** What needs to be done **
Write out again only the lines between the one with "TARGET: the black cage light fixture" and the end of the records below, both ends counted, and don't include the pictures.

** Provided entries **

———

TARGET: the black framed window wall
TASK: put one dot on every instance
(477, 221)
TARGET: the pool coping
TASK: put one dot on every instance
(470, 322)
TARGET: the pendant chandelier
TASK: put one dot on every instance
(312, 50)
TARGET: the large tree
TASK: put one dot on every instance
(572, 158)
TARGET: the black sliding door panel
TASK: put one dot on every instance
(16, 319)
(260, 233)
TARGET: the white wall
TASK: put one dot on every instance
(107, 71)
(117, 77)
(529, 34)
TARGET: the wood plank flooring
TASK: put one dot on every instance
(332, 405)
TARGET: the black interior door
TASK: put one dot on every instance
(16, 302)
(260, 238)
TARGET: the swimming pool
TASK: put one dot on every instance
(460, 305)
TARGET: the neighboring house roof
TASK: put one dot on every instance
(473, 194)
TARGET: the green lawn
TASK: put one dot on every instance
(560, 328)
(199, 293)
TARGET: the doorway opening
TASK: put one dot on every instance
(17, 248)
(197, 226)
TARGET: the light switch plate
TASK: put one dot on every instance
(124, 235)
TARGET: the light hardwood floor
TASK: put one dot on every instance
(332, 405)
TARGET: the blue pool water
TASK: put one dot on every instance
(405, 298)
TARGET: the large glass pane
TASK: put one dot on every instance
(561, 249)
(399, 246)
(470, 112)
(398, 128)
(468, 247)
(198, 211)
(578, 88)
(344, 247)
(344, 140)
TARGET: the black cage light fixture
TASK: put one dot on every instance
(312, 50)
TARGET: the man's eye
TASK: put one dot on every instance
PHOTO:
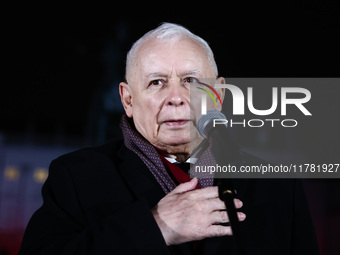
(156, 82)
(191, 80)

———

** Exercise response **
TARGET: the black cage light fixture
TASK: put one dot on every instance
(312, 50)
TARGET: the man's eye
TASK: put one dot on every instance
PHOTO:
(156, 82)
(191, 80)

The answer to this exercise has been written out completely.